WRITTEN REQUEST A: From the railroad overpass ruling, please extract the stretch from "As a result" through "care to William.".
WRITTEN REQUEST B: In the railroad overpass ruling, what dangerous condition on the premises does the plaintiff say the defendants should have warned William about?

As a result of these insufficiencies in the submissions to
the trial court, it can be said as a matter of law that the
plaintiff did not establish a constant intrusion by trespassers
upon the area of the overpass where William was injured. Absent
indicia of constant intrusion, the plaintiff could not establish
that the defendant railroads knew or should have known that
trespassers frequented the area where William was injured and,
thus, the defendants owed no duty of reasonable care to William.
See Rodriguez, 228 Ill. App. 3d 1024, 593 N.E.2d 597; Miller, 207
Ill. App. 3d 148, 565 N.E.2d 687. See generally Restatement
(Second) of Torts 334 (1965).
III. Section 337 of the Restatement (Second) of Torts
The plaintiff next argues that the trial court erred in
finding that the defendants owed no duty to William to warn him
of the dangerous condition on the premises, namely, the spacing
of the metal grates with the railroad ties. The plaintiff argues
that the condition created "the risk of someone getting their
foot lodged and caught amongst the gratings and railroad ties
next to the tracks."

[Contour annotation records]

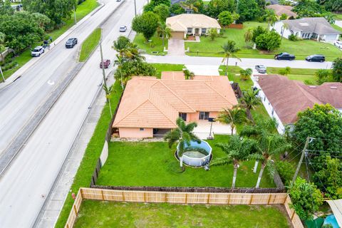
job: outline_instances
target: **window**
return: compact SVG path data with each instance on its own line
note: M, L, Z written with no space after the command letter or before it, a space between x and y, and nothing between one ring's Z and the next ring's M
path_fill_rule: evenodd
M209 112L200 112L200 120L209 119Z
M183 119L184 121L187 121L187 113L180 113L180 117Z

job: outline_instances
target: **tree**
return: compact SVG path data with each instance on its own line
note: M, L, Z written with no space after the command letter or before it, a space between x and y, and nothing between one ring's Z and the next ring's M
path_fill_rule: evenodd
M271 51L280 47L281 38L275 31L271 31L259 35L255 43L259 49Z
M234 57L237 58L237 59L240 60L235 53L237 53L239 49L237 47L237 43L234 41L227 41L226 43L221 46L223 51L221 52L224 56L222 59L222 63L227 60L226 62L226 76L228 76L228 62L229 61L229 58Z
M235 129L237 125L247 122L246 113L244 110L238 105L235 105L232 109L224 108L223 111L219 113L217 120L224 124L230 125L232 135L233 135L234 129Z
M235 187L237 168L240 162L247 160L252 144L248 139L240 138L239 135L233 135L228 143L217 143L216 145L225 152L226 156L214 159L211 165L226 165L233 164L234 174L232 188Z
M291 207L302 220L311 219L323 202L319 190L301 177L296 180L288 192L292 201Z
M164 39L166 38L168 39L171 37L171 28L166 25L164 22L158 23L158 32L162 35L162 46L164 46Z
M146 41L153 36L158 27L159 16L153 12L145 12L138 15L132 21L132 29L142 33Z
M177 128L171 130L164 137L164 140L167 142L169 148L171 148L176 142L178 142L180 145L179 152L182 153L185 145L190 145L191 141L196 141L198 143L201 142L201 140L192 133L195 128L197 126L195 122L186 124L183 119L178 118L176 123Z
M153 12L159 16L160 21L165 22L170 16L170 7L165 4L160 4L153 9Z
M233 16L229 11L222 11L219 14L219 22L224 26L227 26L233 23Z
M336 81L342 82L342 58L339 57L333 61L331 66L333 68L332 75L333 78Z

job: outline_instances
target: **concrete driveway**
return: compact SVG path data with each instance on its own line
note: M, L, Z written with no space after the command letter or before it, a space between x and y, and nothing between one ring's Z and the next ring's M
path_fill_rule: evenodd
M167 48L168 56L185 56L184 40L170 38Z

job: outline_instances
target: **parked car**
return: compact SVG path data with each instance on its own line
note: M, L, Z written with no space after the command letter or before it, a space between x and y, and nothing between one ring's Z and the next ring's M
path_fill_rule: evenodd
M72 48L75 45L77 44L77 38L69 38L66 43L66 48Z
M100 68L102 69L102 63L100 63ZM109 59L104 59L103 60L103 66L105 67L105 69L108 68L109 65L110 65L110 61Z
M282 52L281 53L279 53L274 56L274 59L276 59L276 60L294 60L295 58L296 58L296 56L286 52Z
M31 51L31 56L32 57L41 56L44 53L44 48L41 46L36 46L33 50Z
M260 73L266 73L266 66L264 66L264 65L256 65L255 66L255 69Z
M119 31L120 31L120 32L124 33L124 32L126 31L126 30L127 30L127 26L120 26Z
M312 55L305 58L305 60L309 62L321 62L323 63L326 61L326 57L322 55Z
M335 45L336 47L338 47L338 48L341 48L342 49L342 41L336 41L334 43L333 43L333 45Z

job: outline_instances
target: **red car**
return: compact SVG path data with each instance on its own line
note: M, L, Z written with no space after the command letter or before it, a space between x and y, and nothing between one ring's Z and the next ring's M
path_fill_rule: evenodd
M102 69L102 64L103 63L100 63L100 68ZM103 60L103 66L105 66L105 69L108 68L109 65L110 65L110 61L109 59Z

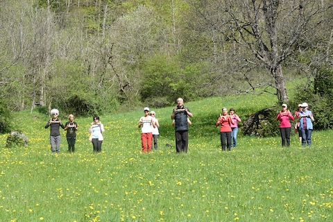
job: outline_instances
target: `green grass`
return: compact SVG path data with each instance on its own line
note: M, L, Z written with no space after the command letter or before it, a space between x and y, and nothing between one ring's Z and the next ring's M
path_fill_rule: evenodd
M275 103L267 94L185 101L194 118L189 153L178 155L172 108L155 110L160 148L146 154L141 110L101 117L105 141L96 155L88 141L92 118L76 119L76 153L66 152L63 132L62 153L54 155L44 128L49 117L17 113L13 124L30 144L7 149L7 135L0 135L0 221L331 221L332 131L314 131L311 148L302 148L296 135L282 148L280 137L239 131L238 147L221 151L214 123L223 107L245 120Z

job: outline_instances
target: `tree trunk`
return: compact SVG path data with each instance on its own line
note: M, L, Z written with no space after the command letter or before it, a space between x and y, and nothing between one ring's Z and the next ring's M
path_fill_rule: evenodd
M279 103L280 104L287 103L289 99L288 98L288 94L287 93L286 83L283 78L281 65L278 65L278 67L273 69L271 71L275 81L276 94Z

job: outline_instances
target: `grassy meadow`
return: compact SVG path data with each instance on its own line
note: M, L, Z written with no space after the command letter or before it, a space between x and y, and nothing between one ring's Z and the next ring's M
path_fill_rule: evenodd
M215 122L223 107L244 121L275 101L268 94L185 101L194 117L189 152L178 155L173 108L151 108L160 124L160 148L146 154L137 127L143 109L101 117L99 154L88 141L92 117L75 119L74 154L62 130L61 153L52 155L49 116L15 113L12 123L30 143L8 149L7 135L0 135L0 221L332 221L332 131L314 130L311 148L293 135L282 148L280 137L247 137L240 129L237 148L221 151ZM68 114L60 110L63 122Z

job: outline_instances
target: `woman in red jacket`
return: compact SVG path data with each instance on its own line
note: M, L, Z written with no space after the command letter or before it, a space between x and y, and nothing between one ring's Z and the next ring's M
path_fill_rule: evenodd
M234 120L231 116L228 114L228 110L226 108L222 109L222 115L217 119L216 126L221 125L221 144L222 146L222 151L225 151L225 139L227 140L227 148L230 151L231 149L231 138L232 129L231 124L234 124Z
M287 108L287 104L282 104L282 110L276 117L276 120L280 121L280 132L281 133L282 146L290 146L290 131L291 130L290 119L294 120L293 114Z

RESPONSE A:
As a result of these insufficiencies in the submissions to
the trial court, it can be said as a matter of law that the
plaintiff did not establish a constant intrusion by trespassers
upon the area of the overpass where William was injured. Absent
indicia of constant intrusion, the plaintiff could not establish
that the defendant railroads knew or should have known that
trespassers frequented the area where William was injured and,
thus, the defendants owed no duty of reasonable care to William.

RESPONSE B: The spacing of the metal grates with the railroad ties.